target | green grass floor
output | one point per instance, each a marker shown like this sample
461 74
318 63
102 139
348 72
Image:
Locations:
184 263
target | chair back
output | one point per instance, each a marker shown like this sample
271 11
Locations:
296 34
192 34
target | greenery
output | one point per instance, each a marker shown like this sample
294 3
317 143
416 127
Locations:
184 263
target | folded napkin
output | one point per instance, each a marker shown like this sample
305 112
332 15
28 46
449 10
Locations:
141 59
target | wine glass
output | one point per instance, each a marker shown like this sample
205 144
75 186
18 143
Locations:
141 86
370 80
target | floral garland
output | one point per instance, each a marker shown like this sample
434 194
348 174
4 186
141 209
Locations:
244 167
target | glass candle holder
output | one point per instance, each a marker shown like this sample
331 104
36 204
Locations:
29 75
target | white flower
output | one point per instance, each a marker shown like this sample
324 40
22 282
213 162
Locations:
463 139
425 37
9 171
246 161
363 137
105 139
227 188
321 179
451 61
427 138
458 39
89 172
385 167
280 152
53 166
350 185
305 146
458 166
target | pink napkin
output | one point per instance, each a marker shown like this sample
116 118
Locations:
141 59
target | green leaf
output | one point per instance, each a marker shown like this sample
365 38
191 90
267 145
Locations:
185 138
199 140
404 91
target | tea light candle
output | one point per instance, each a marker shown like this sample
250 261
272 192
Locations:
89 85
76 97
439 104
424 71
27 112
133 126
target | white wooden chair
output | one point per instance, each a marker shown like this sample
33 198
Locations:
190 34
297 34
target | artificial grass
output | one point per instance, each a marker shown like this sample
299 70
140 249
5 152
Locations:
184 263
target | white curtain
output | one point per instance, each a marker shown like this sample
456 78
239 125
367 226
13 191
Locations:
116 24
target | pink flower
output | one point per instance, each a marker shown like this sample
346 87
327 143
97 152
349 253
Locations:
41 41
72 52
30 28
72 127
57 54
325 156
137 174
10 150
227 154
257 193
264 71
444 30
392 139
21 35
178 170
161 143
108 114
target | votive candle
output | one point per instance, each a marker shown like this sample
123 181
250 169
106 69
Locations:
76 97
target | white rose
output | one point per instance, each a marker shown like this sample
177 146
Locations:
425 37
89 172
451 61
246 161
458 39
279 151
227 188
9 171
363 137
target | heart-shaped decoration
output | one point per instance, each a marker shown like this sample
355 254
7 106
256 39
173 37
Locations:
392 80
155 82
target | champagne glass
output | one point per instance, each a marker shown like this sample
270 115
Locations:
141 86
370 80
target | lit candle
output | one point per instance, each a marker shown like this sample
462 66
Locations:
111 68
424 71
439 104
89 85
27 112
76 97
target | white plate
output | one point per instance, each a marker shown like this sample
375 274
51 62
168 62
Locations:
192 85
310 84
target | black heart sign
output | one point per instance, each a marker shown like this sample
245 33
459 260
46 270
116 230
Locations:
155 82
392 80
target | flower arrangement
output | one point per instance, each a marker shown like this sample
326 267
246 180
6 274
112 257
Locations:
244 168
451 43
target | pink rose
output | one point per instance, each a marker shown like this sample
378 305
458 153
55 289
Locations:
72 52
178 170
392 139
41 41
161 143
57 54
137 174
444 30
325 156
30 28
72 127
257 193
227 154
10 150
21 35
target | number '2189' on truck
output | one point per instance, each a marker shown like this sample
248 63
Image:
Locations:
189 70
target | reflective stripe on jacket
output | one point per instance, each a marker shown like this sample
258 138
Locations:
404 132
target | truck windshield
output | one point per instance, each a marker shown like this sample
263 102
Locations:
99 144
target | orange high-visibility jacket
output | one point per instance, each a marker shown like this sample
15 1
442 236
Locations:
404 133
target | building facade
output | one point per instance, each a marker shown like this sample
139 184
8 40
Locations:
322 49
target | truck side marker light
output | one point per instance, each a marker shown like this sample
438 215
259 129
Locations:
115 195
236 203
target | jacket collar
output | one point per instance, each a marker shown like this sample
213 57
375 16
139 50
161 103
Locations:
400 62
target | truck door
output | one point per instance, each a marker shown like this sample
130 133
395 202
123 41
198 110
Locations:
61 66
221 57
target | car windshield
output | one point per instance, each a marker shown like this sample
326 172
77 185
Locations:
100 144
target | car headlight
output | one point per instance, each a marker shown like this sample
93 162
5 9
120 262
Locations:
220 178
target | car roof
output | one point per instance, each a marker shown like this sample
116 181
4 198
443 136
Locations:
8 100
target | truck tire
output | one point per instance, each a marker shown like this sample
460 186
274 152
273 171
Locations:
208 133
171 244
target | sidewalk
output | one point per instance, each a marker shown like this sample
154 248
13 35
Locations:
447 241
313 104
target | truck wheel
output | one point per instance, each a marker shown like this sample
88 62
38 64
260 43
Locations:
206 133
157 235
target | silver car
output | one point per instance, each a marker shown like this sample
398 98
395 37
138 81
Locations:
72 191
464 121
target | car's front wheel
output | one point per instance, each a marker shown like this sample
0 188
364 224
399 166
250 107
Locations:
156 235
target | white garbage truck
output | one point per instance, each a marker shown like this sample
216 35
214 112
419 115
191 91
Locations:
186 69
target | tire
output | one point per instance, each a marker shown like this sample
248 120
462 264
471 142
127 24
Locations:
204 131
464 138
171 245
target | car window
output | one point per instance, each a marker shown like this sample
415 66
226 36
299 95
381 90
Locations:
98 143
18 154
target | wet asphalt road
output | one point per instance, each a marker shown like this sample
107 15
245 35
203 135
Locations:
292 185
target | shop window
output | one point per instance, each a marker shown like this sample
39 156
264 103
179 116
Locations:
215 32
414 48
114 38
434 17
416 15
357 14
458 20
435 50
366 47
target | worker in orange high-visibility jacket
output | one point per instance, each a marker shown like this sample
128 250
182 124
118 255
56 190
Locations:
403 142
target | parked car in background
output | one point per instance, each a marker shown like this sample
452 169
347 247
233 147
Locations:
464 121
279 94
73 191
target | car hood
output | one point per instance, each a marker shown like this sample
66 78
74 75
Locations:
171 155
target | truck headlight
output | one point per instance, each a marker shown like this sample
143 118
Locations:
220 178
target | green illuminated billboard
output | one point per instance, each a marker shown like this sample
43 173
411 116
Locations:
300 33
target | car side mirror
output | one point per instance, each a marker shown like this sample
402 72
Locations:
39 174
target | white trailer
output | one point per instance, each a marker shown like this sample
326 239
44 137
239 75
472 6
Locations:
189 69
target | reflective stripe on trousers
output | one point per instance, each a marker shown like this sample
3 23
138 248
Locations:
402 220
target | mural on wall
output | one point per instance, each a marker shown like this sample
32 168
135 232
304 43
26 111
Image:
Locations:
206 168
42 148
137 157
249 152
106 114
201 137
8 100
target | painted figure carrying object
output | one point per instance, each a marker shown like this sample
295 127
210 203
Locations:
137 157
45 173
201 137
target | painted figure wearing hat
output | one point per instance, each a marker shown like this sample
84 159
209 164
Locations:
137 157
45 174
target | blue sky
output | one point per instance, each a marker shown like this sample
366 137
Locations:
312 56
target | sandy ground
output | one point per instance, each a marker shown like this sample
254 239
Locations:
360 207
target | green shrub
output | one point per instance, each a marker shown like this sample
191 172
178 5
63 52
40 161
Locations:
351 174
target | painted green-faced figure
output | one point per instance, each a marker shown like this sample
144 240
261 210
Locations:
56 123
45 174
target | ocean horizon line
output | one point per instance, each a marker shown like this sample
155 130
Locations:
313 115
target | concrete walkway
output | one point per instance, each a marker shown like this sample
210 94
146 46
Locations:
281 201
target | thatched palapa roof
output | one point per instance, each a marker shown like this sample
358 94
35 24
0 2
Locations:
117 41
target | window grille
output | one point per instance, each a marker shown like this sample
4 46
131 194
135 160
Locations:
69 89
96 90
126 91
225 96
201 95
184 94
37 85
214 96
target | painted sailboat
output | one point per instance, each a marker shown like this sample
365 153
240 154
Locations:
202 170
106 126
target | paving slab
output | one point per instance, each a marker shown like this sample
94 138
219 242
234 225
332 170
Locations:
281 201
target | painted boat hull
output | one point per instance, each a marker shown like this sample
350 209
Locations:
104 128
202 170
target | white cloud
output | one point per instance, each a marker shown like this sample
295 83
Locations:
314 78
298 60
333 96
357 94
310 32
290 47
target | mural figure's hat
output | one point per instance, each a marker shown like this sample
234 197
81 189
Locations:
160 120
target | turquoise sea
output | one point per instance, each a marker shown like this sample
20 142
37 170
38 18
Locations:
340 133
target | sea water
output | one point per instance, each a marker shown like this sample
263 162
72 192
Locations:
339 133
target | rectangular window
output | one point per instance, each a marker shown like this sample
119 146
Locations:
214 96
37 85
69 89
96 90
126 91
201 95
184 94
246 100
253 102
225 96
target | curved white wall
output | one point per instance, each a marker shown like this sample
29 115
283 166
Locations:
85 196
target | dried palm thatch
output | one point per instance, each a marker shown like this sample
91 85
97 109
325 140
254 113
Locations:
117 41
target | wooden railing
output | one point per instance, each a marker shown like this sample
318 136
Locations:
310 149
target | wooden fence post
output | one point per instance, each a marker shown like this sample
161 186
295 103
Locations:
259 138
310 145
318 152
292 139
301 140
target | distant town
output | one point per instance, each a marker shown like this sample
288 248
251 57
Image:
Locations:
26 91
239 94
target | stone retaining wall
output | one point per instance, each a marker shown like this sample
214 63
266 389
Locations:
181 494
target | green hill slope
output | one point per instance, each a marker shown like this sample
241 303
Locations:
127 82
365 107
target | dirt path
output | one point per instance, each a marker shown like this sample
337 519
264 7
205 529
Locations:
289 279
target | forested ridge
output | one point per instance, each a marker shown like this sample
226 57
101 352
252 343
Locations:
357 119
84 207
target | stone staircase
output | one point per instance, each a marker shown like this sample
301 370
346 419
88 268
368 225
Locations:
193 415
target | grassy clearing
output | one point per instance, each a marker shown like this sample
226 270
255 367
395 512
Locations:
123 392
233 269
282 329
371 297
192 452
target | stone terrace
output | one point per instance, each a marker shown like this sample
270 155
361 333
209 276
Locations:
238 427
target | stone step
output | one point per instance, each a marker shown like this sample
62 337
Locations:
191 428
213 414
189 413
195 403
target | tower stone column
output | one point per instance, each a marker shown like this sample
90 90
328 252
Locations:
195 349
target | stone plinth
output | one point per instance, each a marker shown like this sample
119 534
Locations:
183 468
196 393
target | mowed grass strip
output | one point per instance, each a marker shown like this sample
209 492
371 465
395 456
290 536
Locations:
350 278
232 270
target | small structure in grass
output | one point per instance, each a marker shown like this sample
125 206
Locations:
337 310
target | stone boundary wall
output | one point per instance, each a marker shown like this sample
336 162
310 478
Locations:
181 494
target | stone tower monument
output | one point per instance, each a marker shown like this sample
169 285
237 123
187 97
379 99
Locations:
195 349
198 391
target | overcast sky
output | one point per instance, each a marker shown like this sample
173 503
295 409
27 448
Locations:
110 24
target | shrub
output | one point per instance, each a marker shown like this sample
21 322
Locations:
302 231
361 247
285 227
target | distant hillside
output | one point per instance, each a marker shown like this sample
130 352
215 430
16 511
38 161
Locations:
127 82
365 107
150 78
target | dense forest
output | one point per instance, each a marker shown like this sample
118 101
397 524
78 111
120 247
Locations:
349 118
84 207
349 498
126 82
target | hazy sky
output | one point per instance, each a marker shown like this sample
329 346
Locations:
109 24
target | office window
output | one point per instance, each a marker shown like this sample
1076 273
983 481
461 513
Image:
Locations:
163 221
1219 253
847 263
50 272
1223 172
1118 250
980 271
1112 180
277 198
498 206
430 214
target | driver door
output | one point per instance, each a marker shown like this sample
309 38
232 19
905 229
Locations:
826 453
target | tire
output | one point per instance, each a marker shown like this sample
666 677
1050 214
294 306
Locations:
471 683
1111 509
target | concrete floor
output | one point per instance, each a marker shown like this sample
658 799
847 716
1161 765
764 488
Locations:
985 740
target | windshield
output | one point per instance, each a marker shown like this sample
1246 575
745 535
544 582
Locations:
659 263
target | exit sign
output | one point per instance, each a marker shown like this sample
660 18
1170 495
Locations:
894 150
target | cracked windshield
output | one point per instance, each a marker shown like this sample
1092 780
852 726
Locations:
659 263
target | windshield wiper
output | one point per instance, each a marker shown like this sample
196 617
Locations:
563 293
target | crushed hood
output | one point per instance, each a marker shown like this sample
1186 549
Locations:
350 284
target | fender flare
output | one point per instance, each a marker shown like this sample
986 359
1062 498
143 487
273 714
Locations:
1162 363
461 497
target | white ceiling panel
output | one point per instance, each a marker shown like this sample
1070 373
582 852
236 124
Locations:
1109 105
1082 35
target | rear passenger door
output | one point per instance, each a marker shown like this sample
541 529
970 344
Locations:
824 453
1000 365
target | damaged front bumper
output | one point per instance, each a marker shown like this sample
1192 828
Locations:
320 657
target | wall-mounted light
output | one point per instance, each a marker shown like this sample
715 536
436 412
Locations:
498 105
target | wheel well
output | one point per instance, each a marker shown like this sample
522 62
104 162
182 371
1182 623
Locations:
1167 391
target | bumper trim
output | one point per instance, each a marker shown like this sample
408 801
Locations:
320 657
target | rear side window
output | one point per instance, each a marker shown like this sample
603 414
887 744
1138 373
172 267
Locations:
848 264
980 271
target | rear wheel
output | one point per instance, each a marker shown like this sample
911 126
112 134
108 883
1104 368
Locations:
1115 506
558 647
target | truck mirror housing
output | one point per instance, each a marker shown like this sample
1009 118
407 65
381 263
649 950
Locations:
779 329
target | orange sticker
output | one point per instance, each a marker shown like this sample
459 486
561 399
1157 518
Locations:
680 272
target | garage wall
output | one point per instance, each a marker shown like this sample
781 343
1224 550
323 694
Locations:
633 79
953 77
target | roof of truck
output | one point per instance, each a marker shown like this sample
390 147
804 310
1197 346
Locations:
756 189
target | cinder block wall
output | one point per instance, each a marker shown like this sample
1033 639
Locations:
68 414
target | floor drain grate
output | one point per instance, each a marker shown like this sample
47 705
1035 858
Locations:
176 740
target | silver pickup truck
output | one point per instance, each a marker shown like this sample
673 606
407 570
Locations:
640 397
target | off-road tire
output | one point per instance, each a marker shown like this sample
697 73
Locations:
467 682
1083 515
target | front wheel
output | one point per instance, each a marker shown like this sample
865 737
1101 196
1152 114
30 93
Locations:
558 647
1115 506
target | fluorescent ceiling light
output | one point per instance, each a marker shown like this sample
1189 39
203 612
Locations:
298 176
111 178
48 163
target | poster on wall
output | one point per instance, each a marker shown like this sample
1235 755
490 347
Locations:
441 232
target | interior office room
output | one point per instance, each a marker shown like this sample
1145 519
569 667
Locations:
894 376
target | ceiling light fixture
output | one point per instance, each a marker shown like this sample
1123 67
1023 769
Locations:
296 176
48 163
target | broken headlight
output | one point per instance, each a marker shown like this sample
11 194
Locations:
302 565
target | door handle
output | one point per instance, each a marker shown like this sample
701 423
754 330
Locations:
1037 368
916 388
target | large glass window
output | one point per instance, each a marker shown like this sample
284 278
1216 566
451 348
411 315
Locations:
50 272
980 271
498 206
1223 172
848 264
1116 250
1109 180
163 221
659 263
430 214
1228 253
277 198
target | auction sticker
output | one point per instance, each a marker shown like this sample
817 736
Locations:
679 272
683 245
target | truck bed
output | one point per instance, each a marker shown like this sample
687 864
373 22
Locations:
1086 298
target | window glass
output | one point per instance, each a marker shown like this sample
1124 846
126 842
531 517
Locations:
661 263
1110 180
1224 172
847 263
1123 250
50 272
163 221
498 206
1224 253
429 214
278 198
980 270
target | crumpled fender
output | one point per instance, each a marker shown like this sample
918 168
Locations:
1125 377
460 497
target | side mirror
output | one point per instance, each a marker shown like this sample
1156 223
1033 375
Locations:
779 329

^^^^^^^^

Report how many lines above contain the string "chair". Please write the number only.

§ **Task solution**
2